**TASK**
In the entries below, find the line containing "positive clicks: (31, 135)", then copy it and every later line exactly, ending with the last line.

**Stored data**
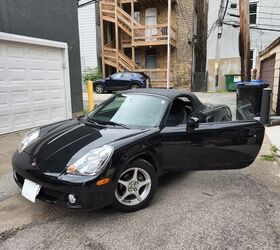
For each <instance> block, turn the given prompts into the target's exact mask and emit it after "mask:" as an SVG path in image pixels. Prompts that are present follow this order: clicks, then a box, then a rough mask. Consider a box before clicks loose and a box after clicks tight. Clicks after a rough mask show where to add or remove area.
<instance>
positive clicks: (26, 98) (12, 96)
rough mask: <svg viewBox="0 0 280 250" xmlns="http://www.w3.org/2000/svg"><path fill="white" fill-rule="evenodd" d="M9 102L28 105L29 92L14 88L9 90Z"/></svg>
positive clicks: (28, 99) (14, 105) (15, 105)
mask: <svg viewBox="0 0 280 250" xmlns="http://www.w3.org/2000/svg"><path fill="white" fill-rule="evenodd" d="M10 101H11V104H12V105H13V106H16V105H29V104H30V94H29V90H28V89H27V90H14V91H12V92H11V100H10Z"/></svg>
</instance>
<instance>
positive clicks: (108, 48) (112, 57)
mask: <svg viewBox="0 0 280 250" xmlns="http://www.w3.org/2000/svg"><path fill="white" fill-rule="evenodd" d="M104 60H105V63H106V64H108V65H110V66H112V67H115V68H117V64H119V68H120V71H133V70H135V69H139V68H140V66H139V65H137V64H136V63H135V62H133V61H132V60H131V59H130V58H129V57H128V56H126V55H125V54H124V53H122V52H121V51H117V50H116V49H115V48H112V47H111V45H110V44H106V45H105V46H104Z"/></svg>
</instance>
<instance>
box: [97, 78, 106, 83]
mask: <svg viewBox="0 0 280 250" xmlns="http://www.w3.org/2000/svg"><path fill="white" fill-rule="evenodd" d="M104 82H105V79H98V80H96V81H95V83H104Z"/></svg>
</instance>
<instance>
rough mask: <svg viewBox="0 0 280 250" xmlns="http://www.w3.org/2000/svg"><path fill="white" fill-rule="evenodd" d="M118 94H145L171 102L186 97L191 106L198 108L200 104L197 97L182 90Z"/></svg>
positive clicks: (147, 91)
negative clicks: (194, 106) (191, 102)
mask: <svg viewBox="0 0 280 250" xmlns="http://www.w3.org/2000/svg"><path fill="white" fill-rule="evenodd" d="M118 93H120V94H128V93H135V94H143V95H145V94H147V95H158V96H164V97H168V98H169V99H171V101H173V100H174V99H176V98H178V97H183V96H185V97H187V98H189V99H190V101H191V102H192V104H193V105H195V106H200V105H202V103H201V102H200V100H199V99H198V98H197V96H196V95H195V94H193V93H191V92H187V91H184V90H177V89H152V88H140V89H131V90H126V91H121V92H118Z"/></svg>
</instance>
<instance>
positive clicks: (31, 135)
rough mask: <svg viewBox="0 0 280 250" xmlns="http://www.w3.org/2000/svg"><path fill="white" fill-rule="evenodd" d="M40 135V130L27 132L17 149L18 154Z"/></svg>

**TASK RESULT**
positive clicks: (31, 135)
rough mask: <svg viewBox="0 0 280 250" xmlns="http://www.w3.org/2000/svg"><path fill="white" fill-rule="evenodd" d="M40 135V130L27 132L17 149L18 154Z"/></svg>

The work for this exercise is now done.